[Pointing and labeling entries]
--- BEGIN ---

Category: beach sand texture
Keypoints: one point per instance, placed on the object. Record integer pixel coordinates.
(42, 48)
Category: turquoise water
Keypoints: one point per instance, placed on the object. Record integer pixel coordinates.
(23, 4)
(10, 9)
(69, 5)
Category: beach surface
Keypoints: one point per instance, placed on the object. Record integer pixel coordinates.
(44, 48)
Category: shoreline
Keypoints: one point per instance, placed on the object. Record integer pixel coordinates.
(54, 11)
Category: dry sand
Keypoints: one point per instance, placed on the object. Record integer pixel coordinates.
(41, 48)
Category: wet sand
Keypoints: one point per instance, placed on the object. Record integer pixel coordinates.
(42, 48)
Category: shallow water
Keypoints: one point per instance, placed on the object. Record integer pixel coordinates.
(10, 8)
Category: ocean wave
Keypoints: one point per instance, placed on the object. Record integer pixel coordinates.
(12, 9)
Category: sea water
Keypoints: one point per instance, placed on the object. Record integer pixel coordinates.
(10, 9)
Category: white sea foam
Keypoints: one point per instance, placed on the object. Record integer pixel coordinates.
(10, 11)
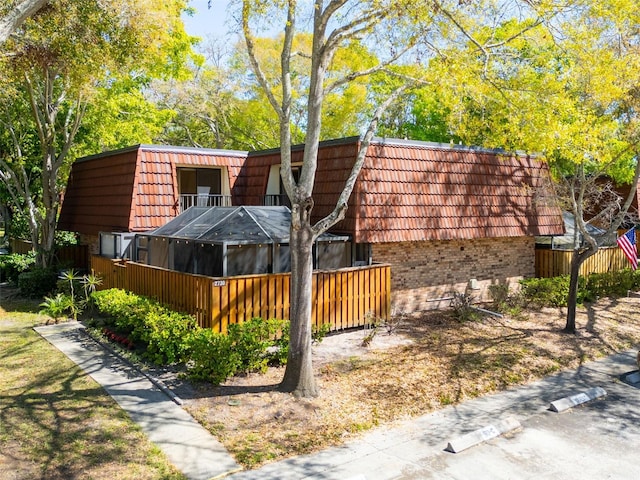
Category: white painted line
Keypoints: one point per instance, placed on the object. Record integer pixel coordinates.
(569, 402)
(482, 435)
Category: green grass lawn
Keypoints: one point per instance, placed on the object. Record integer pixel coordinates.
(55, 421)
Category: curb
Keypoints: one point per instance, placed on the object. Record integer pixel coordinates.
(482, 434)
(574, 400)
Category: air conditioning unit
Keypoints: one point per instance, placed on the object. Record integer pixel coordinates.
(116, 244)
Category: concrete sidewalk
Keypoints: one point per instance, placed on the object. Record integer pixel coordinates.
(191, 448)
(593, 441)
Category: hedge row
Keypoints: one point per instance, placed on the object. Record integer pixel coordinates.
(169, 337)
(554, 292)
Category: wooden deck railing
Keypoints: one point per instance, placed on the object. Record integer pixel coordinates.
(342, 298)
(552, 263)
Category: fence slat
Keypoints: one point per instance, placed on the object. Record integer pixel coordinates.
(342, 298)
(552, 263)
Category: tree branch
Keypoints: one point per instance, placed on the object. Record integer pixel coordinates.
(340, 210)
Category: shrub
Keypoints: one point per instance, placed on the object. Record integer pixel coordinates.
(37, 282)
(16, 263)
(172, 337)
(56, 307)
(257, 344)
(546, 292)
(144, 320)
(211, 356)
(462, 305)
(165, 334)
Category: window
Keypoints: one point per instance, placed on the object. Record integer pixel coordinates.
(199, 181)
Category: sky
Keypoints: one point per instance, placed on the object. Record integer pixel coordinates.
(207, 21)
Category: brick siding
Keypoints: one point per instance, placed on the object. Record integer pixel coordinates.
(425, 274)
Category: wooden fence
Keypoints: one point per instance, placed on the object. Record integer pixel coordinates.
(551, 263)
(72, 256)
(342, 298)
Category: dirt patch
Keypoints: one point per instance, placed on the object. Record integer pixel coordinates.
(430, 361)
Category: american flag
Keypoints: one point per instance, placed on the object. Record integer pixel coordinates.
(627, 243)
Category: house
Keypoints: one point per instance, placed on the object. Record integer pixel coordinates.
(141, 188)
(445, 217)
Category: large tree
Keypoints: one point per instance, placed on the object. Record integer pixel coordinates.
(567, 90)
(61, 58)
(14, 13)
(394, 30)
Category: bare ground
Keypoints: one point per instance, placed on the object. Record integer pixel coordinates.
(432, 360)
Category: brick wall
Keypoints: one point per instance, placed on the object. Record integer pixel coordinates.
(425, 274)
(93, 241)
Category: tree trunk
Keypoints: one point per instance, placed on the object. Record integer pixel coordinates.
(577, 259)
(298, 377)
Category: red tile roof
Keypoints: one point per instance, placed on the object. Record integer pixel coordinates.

--- END ---

BRIEF
Write out all of the entries above word for word, leaving out the pictures.

TASK OUTPUT
Category: beach sand texture
Keypoints: one point per instance, placed on the object. Record integer pixel coordinates.
(42, 48)
Category: turquoise water
Keypoints: one point per instance, placed on the object. Record integer pixel coordinates.
(23, 4)
(10, 9)
(69, 5)
Category: beach surface
Keypoints: one point per instance, placed on the object. Record integer pixel coordinates.
(44, 48)
Category: shoreline
Keypoints: one point per instance, placed on the object. Record integer pixel coordinates.
(54, 11)
Category: dry sand
Keypoints: one point per instance, placed on the object. Record integer pixel coordinates.
(41, 48)
Category: wet sand
Keypoints: one point per instance, placed on the object. Record integer pixel coordinates.
(42, 48)
Category: shallow water
Keypoints: one point per instance, placed on the object. Record integer pixel coordinates.
(10, 8)
Category: ocean wave
Keypoints: one point per instance, placed on the object. Record integer pixel coordinates.
(12, 9)
Category: sea water
Keypoints: one point per instance, placed on the object. Record integer pixel coordinates.
(10, 9)
Category: white sea foam
Keypoints: one point per instance, placed on the object. Record integer pixel coordinates.
(10, 11)
Category: white painted line
Keypoints: one point per instance, placed on the object. Record integer pixel coordinates.
(569, 402)
(482, 435)
Category: green grass lawn
Keypoints: one point per instance, placed on the object. Record integer pixel coordinates.
(55, 421)
Category: curb
Keypoints: one point per instance, placed on the object. Record integer pixel coordinates.
(482, 434)
(574, 400)
Category: air conditioning unit
Keypoints: one point per instance, placed on the object. Record integer pixel coordinates.
(116, 244)
Category: concrete sidewalk
Keypoints: one point per instance, placed on the object. Record integer pixel coordinates.
(191, 448)
(593, 441)
Category: hedge row
Keypoints: one point per instance, placed on the object. Record integer pixel coordinates.
(169, 337)
(554, 292)
Category: wooden deck railing
Keypoints: one point per instance, placed on the object. Record integer pixel coordinates.
(342, 298)
(552, 263)
Category: fence slat
Keypoints: one point per instance, placed on the object. Record integer pixel coordinates.
(342, 298)
(552, 263)
Category: tree branch
Keypoints: one point per instance, placed on the object. Record integer pixel coordinates.
(340, 210)
Category: shrub
Keypoints: one point per instance, placed on the object. Record integer pixel coordinates.
(37, 282)
(16, 263)
(172, 337)
(56, 307)
(257, 344)
(546, 292)
(144, 320)
(211, 356)
(462, 305)
(165, 334)
Category: window
Keypoints: one point per instance, placed on the object. Record integer pixel coordinates.
(199, 181)
Category: sky
Keypoints: one point per instance, placed on the object. Record integer pixel coordinates.
(207, 21)
Category: brick siding
Keypoints: one point per instance, placed on the object. Record integer pixel coordinates.
(425, 274)
Category: wooden fence
Keypoints: one point per instance, placed on the object. Record integer pixel coordinates.
(551, 263)
(72, 256)
(342, 298)
Category: dirt patch
Keypoints: one point per instance, placed on the object. Record integer pixel coordinates.
(430, 361)
Category: american flag
Keypoints: one point per instance, placed on the object. Record integer pixel coordinates.
(627, 243)
Category: house
Keypoints: one point per instance, placed on the object. Record integer pixel coordinates.
(141, 188)
(445, 217)
Category: large tree
Keypoints: one point per instance, placed on the object. Record integer pixel coordinates.
(567, 90)
(61, 58)
(14, 13)
(394, 30)
Category: bare ground
Keypoints: one point per instance, placed on the object. Record integer pixel coordinates.
(432, 360)
Category: brick wall
Keypoints: one point per instance, placed on the object. Record integer pixel coordinates.
(425, 274)
(93, 241)
Category: tree trunk
Keypoints: one point per instance, placed on the object. Record integer pixel coordinates.
(577, 259)
(298, 377)
Category: red tile roof
Keypoints: one point per instance, placed on the object. Record integer pixel coordinates.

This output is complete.